Stored items
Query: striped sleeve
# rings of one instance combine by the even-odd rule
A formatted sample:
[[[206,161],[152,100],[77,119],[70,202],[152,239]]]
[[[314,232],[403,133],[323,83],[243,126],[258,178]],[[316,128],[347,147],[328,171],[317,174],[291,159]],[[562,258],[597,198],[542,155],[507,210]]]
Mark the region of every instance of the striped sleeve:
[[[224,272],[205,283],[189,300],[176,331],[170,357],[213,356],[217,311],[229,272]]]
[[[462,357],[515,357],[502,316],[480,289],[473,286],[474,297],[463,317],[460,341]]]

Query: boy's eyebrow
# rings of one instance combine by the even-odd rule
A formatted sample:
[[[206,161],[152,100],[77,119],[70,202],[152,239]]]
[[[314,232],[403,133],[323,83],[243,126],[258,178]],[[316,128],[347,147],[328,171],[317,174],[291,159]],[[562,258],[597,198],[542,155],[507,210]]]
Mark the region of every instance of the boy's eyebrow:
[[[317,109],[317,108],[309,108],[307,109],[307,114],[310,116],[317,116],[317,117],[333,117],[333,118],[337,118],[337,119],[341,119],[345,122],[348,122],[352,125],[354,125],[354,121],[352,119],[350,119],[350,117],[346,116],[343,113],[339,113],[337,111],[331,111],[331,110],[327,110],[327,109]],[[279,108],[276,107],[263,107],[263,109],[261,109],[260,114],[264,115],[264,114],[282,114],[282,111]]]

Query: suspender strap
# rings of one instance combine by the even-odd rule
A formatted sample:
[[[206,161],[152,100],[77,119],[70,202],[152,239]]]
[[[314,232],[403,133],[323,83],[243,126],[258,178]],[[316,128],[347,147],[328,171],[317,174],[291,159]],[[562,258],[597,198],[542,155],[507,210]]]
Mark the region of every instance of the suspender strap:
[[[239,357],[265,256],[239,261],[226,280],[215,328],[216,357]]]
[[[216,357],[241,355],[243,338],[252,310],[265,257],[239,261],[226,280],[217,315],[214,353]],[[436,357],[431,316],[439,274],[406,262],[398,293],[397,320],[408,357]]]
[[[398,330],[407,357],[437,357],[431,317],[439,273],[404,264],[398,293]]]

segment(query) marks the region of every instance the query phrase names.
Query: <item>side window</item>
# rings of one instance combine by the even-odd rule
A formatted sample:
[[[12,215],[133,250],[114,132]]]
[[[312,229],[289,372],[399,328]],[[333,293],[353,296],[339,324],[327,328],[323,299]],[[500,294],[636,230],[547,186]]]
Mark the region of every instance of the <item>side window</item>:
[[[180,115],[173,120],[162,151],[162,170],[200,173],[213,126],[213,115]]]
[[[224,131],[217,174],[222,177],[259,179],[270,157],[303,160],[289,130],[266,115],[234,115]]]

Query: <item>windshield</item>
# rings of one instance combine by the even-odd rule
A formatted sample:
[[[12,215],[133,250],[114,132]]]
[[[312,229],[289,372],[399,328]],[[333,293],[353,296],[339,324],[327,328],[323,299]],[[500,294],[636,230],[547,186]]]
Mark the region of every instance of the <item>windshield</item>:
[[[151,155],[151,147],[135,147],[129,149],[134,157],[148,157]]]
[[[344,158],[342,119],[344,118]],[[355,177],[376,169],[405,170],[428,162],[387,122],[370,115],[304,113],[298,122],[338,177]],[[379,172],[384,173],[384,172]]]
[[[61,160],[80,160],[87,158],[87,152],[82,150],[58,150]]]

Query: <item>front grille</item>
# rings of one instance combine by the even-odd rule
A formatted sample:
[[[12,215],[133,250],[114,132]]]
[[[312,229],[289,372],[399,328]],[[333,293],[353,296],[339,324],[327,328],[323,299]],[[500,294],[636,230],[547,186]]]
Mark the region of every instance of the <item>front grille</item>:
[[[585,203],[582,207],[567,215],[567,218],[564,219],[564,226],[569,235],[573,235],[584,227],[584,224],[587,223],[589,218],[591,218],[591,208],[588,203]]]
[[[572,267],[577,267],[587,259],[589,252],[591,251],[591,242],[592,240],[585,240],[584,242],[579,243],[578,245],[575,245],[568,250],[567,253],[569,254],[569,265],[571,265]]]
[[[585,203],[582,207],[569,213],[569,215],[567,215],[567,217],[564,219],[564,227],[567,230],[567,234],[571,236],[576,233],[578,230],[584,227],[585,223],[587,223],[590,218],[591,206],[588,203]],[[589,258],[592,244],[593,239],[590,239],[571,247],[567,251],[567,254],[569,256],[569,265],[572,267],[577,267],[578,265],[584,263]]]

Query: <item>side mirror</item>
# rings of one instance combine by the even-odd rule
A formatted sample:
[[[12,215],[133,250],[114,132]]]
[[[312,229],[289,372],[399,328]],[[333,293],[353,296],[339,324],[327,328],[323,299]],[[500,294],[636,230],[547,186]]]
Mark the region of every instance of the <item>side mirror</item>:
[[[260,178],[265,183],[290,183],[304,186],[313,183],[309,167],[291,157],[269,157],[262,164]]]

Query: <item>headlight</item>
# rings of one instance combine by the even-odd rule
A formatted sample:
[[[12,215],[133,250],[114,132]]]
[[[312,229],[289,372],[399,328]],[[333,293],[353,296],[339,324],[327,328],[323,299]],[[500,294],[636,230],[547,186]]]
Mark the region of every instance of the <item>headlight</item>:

• _Problem to work on_: Give back precisely the lines above that start at the line containing "Query: <item>side window</item>" and end at the line containing "Query: <item>windshield</item>", inclusive. No other lines belong in the output.

• _Solution to the problem_:
Query: <item>side window</item>
# rings of one instance combine by the even-odd rule
A formatted sample:
[[[12,215],[133,250],[114,132]]]
[[[312,229],[289,372],[399,328]],[[333,293],[353,296],[339,324],[327,328],[323,299]],[[500,294],[636,230],[547,186]]]
Mark the region of every instance of the <item>side window</item>:
[[[180,115],[173,120],[162,151],[162,170],[200,173],[213,126],[213,115]]]
[[[224,131],[217,174],[222,177],[259,179],[270,157],[303,160],[289,130],[266,115],[234,115]]]

Query: <item>windshield</item>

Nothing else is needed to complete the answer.